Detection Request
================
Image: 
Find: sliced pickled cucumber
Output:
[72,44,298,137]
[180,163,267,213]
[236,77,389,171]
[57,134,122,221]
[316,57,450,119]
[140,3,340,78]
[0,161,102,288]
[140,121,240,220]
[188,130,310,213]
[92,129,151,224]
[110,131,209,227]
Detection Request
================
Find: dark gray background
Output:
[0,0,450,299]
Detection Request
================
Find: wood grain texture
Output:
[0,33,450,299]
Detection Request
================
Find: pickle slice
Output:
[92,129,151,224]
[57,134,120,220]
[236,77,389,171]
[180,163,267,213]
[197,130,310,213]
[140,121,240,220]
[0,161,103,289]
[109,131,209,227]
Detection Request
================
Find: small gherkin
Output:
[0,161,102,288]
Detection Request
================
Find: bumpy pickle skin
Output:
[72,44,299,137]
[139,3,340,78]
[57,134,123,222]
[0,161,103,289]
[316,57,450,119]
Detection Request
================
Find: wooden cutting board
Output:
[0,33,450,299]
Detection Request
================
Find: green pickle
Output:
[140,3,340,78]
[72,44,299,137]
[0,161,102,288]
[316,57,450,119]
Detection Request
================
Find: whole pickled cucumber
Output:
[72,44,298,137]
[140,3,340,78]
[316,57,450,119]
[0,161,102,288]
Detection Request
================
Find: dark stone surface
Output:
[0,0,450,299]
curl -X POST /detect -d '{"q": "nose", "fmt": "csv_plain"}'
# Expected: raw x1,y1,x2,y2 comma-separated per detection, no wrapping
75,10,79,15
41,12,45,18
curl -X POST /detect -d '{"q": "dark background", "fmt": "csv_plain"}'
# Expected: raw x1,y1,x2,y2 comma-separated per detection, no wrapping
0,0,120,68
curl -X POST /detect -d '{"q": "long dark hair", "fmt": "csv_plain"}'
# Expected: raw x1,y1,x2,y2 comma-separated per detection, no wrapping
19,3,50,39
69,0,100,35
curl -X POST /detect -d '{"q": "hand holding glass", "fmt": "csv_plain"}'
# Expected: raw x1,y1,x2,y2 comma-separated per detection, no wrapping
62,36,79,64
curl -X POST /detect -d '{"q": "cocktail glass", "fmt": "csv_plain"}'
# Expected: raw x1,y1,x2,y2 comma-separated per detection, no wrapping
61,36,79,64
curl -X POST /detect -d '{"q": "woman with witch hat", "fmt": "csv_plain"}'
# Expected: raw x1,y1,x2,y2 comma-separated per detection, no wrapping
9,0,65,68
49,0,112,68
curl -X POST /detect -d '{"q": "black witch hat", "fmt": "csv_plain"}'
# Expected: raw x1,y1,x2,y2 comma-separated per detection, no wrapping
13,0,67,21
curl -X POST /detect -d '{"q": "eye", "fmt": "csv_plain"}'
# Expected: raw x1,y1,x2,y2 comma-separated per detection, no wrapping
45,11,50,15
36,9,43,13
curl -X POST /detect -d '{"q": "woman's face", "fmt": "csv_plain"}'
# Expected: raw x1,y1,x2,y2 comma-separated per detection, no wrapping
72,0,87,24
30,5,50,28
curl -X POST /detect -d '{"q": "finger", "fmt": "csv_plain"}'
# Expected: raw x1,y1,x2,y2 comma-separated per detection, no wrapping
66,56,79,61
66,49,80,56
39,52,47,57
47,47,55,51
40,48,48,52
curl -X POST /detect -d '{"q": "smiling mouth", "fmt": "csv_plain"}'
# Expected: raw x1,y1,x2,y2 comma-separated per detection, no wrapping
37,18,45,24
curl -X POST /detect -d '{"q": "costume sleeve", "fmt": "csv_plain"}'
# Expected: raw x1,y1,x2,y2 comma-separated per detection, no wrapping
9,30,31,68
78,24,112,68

========================

- TASK TO CARRY OUT
Please show every line above that contains the string "pickled", matching case exactly.

- COMPLETED TASK
Find: sliced pickled cucumber
Find: whole pickled cucumber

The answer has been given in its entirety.